## WORK INSTRUCTIONS
Report the lines of the material that carry the string "crowd".

## ENTRIES SHOWN
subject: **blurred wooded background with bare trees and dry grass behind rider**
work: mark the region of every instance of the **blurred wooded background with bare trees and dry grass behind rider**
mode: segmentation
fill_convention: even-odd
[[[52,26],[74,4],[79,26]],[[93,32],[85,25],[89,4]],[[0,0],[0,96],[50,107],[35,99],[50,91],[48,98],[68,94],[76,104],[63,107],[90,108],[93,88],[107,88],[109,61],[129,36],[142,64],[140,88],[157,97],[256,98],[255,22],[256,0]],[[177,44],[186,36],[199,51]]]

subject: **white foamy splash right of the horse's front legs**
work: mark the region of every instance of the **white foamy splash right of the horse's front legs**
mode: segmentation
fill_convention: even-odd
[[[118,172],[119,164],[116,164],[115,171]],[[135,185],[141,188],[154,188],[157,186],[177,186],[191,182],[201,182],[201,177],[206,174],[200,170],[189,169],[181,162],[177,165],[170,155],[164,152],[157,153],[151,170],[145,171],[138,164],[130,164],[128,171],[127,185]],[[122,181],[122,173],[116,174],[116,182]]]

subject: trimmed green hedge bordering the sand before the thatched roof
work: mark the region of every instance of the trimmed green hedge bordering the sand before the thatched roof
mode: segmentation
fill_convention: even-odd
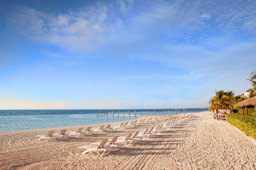
[[[245,135],[256,139],[256,116],[232,113],[226,114],[226,121],[243,131]]]

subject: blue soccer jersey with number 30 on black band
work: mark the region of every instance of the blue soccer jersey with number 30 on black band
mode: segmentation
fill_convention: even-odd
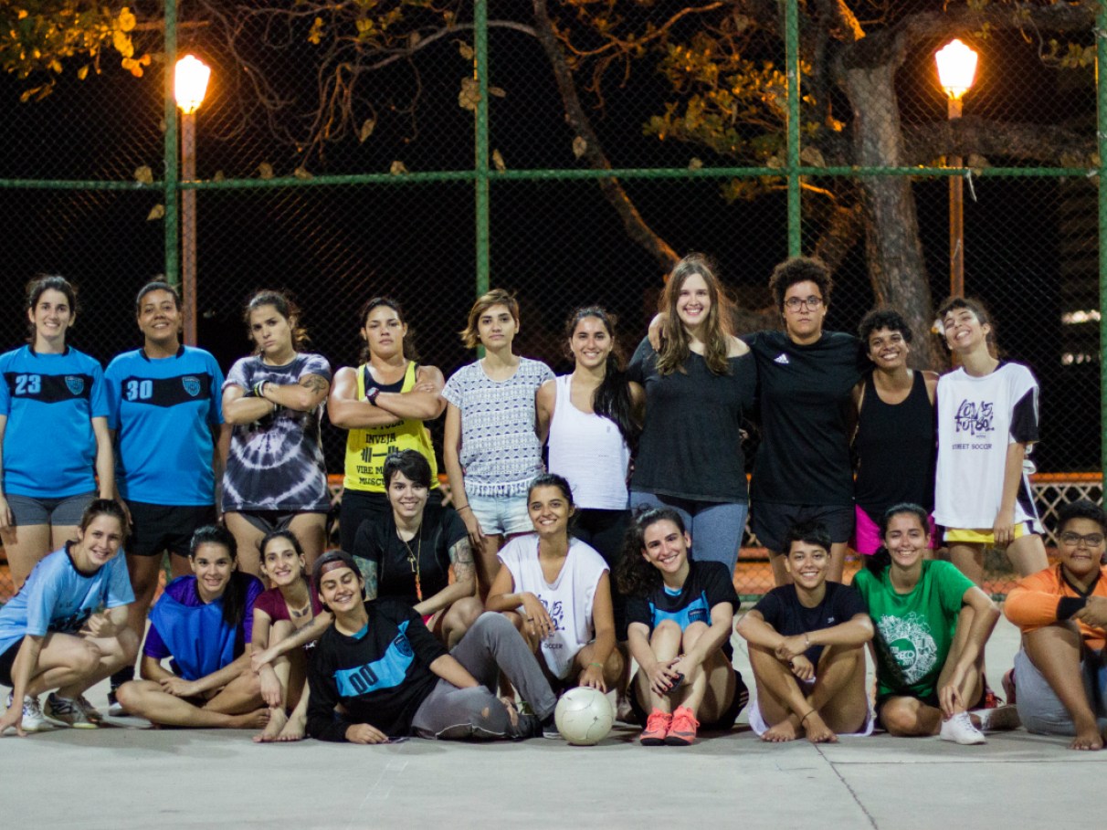
[[[104,373],[123,498],[151,505],[214,504],[213,429],[223,424],[223,372],[203,349],[151,360],[124,352]]]

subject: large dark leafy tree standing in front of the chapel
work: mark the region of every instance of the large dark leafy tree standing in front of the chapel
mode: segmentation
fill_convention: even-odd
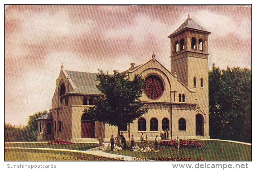
[[[95,100],[94,108],[85,109],[84,112],[95,121],[117,126],[119,135],[121,127],[127,127],[128,123],[133,123],[148,111],[140,102],[144,80],[138,75],[129,80],[129,77],[119,72],[109,75],[99,71],[97,80],[100,83],[97,88],[103,95]]]

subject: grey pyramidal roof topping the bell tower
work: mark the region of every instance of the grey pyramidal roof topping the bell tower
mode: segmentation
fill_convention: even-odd
[[[201,31],[201,32],[210,34],[210,32],[208,32],[206,29],[204,29],[199,24],[197,24],[193,19],[191,19],[188,14],[188,19],[186,19],[186,21],[183,24],[181,24],[181,26],[178,29],[176,29],[173,33],[171,33],[168,36],[168,38],[170,38],[171,36],[173,36],[177,33],[182,32],[186,29],[193,29],[193,30],[197,30],[197,31]]]

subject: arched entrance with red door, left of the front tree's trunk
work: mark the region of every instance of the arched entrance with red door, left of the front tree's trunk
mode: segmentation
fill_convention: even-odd
[[[82,138],[94,138],[94,121],[83,113],[81,118]]]

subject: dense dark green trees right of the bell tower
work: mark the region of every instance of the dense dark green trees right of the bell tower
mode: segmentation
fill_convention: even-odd
[[[209,123],[212,138],[251,142],[251,70],[213,64],[209,72]]]

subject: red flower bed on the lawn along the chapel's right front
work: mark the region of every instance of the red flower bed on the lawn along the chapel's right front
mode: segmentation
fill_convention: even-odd
[[[178,143],[176,140],[171,141],[162,141],[159,143],[160,146],[167,146],[167,147],[174,147],[177,146]],[[204,147],[204,142],[198,142],[198,141],[188,141],[188,140],[179,140],[179,147],[180,148],[199,148]]]

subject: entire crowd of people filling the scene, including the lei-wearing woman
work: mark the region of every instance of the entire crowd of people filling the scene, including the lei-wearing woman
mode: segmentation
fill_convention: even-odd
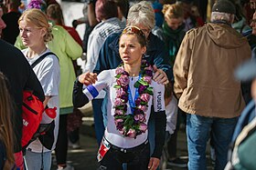
[[[73,27],[54,0],[20,5],[0,6],[0,169],[49,170],[55,151],[57,169],[74,170],[68,147],[90,101],[100,170],[162,169],[164,148],[168,165],[206,170],[208,141],[215,169],[256,168],[255,0],[86,0]],[[22,148],[27,89],[56,107],[50,146]]]

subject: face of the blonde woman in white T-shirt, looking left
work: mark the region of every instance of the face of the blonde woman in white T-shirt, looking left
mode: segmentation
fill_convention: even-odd
[[[27,23],[25,20],[21,20],[19,22],[19,35],[23,45],[32,47],[44,44],[46,31],[43,28],[37,28],[35,25]]]

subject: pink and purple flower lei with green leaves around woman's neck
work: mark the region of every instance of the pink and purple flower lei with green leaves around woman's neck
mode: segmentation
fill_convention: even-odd
[[[141,135],[147,129],[147,125],[144,124],[145,112],[148,109],[148,102],[150,95],[153,95],[153,87],[150,87],[153,68],[148,62],[142,60],[141,66],[141,78],[134,84],[135,88],[138,88],[139,96],[134,102],[135,107],[133,114],[126,115],[127,102],[128,102],[128,87],[129,87],[129,74],[124,70],[123,64],[116,68],[116,98],[114,101],[114,123],[117,130],[123,135],[131,138],[136,138],[137,135]],[[131,106],[132,107],[132,106]]]

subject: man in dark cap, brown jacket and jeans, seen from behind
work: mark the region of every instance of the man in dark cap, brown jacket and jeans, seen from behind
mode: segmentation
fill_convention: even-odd
[[[185,35],[174,65],[178,106],[187,113],[188,169],[207,169],[209,132],[216,150],[215,169],[223,169],[244,100],[236,66],[251,57],[245,37],[230,25],[235,6],[229,0],[213,5],[211,22]]]

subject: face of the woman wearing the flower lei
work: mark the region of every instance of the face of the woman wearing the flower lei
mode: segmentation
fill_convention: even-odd
[[[119,54],[124,64],[133,65],[141,63],[146,47],[138,42],[136,35],[123,34],[119,42]]]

## ANSWER SPACE
subject: entire crowd of people filling the scene, including the lei-wearing woman
work: mark the region of every instance of the entire crowd of people filling the scene, including the lei-wearing woman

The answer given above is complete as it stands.